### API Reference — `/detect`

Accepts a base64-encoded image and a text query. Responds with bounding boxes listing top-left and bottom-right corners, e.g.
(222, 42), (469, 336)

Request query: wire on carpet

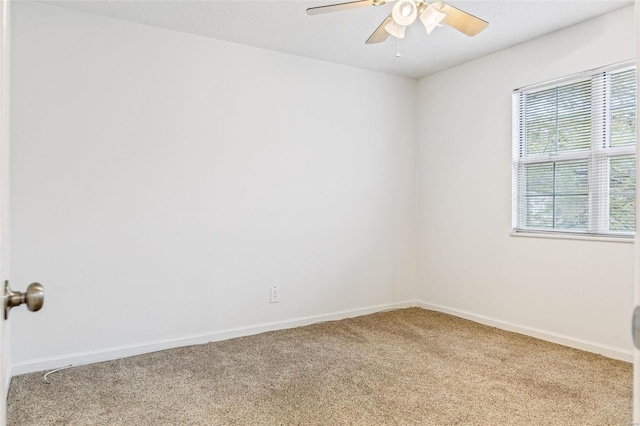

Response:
(43, 364), (73, 385)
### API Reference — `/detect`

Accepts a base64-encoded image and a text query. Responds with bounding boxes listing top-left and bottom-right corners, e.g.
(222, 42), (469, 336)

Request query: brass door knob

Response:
(4, 281), (44, 319)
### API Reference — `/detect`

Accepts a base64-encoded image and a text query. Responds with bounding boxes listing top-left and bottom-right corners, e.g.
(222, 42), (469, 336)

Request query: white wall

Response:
(11, 3), (417, 373)
(418, 6), (636, 357)
(0, 0), (11, 420)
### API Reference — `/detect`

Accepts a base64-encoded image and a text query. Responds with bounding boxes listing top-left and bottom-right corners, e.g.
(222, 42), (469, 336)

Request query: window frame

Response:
(510, 60), (639, 242)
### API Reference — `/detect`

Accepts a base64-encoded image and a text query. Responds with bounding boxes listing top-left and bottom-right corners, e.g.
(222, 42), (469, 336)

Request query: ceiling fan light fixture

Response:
(391, 0), (418, 26)
(420, 6), (447, 34)
(384, 19), (407, 38)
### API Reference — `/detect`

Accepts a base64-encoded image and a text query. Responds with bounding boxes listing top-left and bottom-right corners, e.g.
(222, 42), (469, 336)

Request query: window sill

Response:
(509, 231), (635, 244)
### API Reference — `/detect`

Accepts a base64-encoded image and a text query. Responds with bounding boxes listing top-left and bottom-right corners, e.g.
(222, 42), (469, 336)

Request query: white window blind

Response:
(513, 63), (636, 237)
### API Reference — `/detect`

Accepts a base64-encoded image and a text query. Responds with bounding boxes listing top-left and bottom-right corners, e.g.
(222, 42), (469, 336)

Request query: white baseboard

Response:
(9, 301), (417, 379)
(7, 300), (633, 376)
(414, 301), (633, 362)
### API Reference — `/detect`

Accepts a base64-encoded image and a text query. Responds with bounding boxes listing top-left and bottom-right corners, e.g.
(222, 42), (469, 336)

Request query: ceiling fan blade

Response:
(365, 14), (393, 44)
(431, 1), (489, 36)
(307, 0), (384, 15)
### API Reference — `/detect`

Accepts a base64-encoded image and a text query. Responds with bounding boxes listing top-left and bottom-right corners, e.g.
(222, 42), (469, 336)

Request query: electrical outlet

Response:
(269, 285), (280, 303)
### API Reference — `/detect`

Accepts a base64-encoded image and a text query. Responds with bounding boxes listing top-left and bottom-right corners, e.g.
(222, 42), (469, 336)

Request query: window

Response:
(513, 63), (636, 237)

=-=-=-=-=

EXERCISE DESCRIPTION →
Lay out every line of the records above as a Markdown table with two columns, Row and Line, numbering each row and skipping blank lines. Leave the pictures out of the table.

RESPONSE FOR THIS EXERCISE →
| Row | Line |
|---|---|
| 1 | ### API Reference — `/detect` |
| 2 | Accepts a base64-encoded image and a text query. Responds with bounding boxes listing top-left and bottom-right corners, e.g. |
| 3 | (222, 42), (469, 336) |
| 4 | Request query: wire on carpet |
| 5 | Response: |
| 6 | (43, 364), (73, 385) |
| 7 | ### API Reference — `/detect` |
| 8 | Accepts a base64-encoded image and a text query. Responds with bounding boxes listing top-left and bottom-right corners, e.g. |
| 9 | (222, 42), (469, 336) |
| 10 | Request query: brass door knob |
| 11 | Response: |
| 12 | (4, 281), (44, 319) |
| 13 | ### API Reference — `/detect` |
| 14 | Accepts a base64-encoded image and a text query. Responds with bounding boxes listing top-left and bottom-right corners, e.g. |
| 15 | (222, 42), (469, 336) |
| 16 | Request query: white wall |
| 17 | Response: |
| 18 | (11, 3), (417, 373) |
| 19 | (418, 6), (636, 357) |
| 20 | (0, 0), (11, 420) |
| 21 | ### API Reference — `/detect` |
| 22 | Accepts a base64-encoded image and a text query. Responds with bounding boxes listing top-left and bottom-right corners, e.g. |
| 23 | (222, 42), (469, 336) |
| 24 | Request query: window frame |
| 25 | Response: |
| 26 | (510, 60), (639, 242) |
| 27 | ### API Reference — `/detect` |
| 28 | Accepts a base64-encoded image and a text query. Responds with bounding boxes listing top-left and bottom-right corners, e.g. |
| 29 | (222, 42), (469, 336) |
| 30 | Request query: ceiling fan light fixture |
| 31 | Response: |
| 32 | (391, 0), (418, 26) |
| 33 | (420, 6), (447, 34) |
| 34 | (384, 19), (407, 38) |
| 35 | ### API Reference — `/detect` |
| 36 | Accepts a base64-encoded image and a text query. Responds with bounding boxes listing top-left and bottom-right corners, e.g. |
| 37 | (222, 42), (469, 336) |
| 38 | Request query: window sill |
| 39 | Response: |
| 40 | (509, 231), (635, 244) |
| 41 | ### API Reference — `/detect` |
| 42 | Accepts a base64-encoded image and a text query. Responds with bounding boxes listing top-left and bottom-right corners, e.g. |
| 43 | (222, 42), (469, 336) |
| 44 | Request query: white window blind |
| 45 | Response: |
| 46 | (513, 63), (636, 237) |
| 47 | ### API Reference — `/detect` |
| 48 | Accepts a base64-encoded image and a text query. Responds with bounding boxes listing top-left and bottom-right corners, e.g. |
| 49 | (222, 42), (469, 336) |
| 50 | Request query: white baseboard |
| 51 | Response: |
| 52 | (9, 301), (417, 379) |
| 53 | (7, 300), (633, 376) |
| 54 | (414, 301), (633, 362) |
| 55 | ### API Reference — `/detect` |
| 56 | Accepts a base64-encoded image and a text query. Responds with bounding boxes listing top-left and bottom-right corners, e.g. |
| 57 | (222, 42), (469, 336) |
| 58 | Request query: ceiling fan blade |
| 59 | Response: |
| 60 | (365, 14), (393, 44) |
| 61 | (431, 1), (489, 36) |
| 62 | (307, 0), (384, 15) |
| 63 | ### API Reference — `/detect` |
| 64 | Accepts a base64-encoded image and a text query. Responds with bounding boxes listing top-left and bottom-right corners, e.g. |
| 65 | (222, 42), (469, 336) |
| 66 | Request query: electrical outlet |
| 67 | Response: |
| 68 | (269, 285), (280, 303) |
| 69 | ### API Reference — `/detect` |
| 70 | Accepts a base64-encoded image and a text query. Responds with bounding boxes listing top-left and bottom-right corners, e.g. |
| 71 | (222, 42), (469, 336) |
| 72 | Request query: window |
| 73 | Response: |
| 74 | (513, 63), (636, 237) |